● **SELECTED EXCERPT**

══════

The December 27 article was not the first time the New York Times has hinted that Stewart was the “most trusted man in America.” It stated that in 2008 as well.
National Public Radio recently noted much the same about Stewart’s activism on behalf of 9/11 first responders on December 26. “He’s a satirist who has perfected the art of being taken seriously when he wants to and being taken frivolously when he wants to,” communications professor Bob Lichter of the Center for Media and Public affairs at George Mason University told NPR. “Here’s a guy who will tell all comers that he’s got a fake news show. It’s not a real news show. And yet he bludgeons CNN into taking Crossfire off the air. Presidential candidates announce on his show. The president is a guest. He’s become an influential insider.”
A clue about how influential he has become is a 2009 non-scientific web poll taken by Time magazine that listed Jon Stewart as America’s most trusted newsman, beating NBC’s Brian Williams 44-29 percent (ABC’s Charlie Gibson got 19 percent, and CBS’s Katie Couric got seven percent).

══════

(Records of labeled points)
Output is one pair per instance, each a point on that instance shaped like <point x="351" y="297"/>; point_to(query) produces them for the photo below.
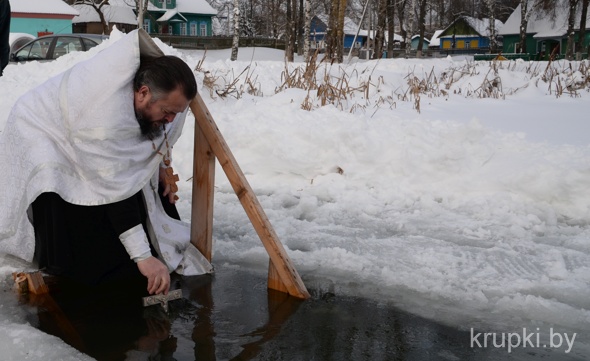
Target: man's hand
<point x="167" y="192"/>
<point x="157" y="275"/>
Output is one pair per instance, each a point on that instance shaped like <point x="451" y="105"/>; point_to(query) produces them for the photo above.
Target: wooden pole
<point x="202" y="198"/>
<point x="283" y="273"/>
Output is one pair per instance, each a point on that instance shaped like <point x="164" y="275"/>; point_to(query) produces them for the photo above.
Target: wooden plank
<point x="274" y="279"/>
<point x="203" y="191"/>
<point x="287" y="273"/>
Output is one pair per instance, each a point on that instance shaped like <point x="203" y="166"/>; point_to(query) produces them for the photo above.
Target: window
<point x="66" y="45"/>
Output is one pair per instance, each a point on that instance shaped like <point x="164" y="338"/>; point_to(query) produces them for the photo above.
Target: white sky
<point x="474" y="212"/>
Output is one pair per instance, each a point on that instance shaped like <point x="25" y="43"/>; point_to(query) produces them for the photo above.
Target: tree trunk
<point x="582" y="32"/>
<point x="422" y="26"/>
<point x="236" y="40"/>
<point x="401" y="14"/>
<point x="340" y="32"/>
<point x="289" y="33"/>
<point x="390" y="27"/>
<point x="380" y="34"/>
<point x="571" y="24"/>
<point x="335" y="38"/>
<point x="307" y="30"/>
<point x="524" y="16"/>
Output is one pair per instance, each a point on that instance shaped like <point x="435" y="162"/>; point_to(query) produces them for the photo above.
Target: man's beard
<point x="149" y="129"/>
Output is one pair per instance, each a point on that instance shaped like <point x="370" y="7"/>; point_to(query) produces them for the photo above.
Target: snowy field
<point x="469" y="206"/>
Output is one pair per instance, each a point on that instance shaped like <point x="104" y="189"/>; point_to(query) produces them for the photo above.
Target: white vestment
<point x="77" y="135"/>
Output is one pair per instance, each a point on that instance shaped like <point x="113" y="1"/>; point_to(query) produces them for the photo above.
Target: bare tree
<point x="335" y="38"/>
<point x="380" y="29"/>
<point x="97" y="6"/>
<point x="571" y="24"/>
<point x="582" y="31"/>
<point x="289" y="50"/>
<point x="525" y="14"/>
<point x="401" y="14"/>
<point x="421" y="25"/>
<point x="491" y="7"/>
<point x="307" y="29"/>
<point x="390" y="27"/>
<point x="236" y="39"/>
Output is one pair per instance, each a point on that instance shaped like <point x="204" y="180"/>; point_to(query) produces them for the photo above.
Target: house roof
<point x="481" y="26"/>
<point x="190" y="7"/>
<point x="55" y="7"/>
<point x="417" y="36"/>
<point x="435" y="41"/>
<point x="350" y="27"/>
<point x="119" y="11"/>
<point x="172" y="16"/>
<point x="542" y="24"/>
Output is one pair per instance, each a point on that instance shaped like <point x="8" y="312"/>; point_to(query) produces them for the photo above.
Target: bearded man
<point x="87" y="152"/>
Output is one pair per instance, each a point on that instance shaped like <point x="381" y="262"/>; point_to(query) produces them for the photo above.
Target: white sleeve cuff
<point x="136" y="243"/>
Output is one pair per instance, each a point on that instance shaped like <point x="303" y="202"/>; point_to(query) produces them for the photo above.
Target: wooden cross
<point x="162" y="299"/>
<point x="170" y="179"/>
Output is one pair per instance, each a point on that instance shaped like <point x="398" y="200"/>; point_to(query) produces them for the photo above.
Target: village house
<point x="546" y="34"/>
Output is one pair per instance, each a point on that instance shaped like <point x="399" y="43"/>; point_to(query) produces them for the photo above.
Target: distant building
<point x="468" y="33"/>
<point x="119" y="13"/>
<point x="435" y="41"/>
<point x="40" y="17"/>
<point x="179" y="17"/>
<point x="319" y="32"/>
<point x="416" y="41"/>
<point x="544" y="34"/>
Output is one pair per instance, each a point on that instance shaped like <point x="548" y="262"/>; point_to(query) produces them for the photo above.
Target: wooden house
<point x="119" y="13"/>
<point x="180" y="17"/>
<point x="468" y="33"/>
<point x="319" y="32"/>
<point x="41" y="17"/>
<point x="416" y="41"/>
<point x="546" y="32"/>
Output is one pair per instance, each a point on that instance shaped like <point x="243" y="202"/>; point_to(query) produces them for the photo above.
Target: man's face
<point x="153" y="114"/>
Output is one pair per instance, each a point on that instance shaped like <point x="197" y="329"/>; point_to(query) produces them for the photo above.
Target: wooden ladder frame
<point x="209" y="144"/>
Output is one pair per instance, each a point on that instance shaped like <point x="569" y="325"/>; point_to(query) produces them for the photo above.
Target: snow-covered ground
<point x="473" y="211"/>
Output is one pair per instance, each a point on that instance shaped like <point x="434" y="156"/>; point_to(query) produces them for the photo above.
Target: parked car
<point x="17" y="40"/>
<point x="51" y="47"/>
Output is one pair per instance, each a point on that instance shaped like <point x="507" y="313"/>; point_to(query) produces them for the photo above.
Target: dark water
<point x="232" y="316"/>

══════

● **WHAT TO DO**
1 – Transcribe the passage on Jon Stewart, starting with "A clue about" and going on through "got seven percent).".
2 – In the passage on Jon Stewart, name every person given a percentage in the 2009 Time magazine poll, along with that percentage.
3 – Resume the passage on Jon Stewart after its final sentence.

● **ANSWERS PER TASK**
1 –
A clue about how influential he has become is a 2009 non-scientific web poll taken by Time magazine that listed Jon Stewart as America’s most trusted newsman, beating NBC’s Brian Williams 44-29 percent (ABC’s Charlie Gibson got 19 percent, and CBS’s Katie Couric got seven percent).

2 –
Jon Stewart: 44 percent
Brian Williams: 29 percent
Charlie Gibson: 19 percent
Katie Couric: seven percent

3 –
The reality is a little less dramatic, even if it is more revealing. A September 2010 scientific poll by the Pew Center for the People and the Press reported that no network reporter garnered more than five percent of the American people’s vote of “most admired” news reporter. The 2010 poll results showed a sharp departure from the trusted news anchor role that had been in place over the past few decades.
But perhaps more importantly, the study illustrates that Americans have wised up to the absolute vacuity of network news. Proof of that vacuity emerged in a 2006 study by Indiana State University Professor Julia R. Fox that compared election coverage by major network television stations with reporting by the Daily Show. Fox found that 2004 election coverage on the Daily Show contained as much electoral substance as the major networks. Let that sink in for a moment: a “fake news” comedy show has as much substance as a regular network “news” broadcast. While Stewart fills in the spaces between the substance with unsavory jokes and other humor, the national networks fill in the void with celebrity fluff and other useless information.
Fox’s study was confirmed by additional studies, including a Pew Center 2007 report that found Daily Show and Colbert Report viewers are the most knowledgeable about current events among national news consumers, while noting that Fox News Channel viewers were the least knowledgeable among national sources. Clearly, the television news channels are not educating their audiences about what’s happening in the nation and the world.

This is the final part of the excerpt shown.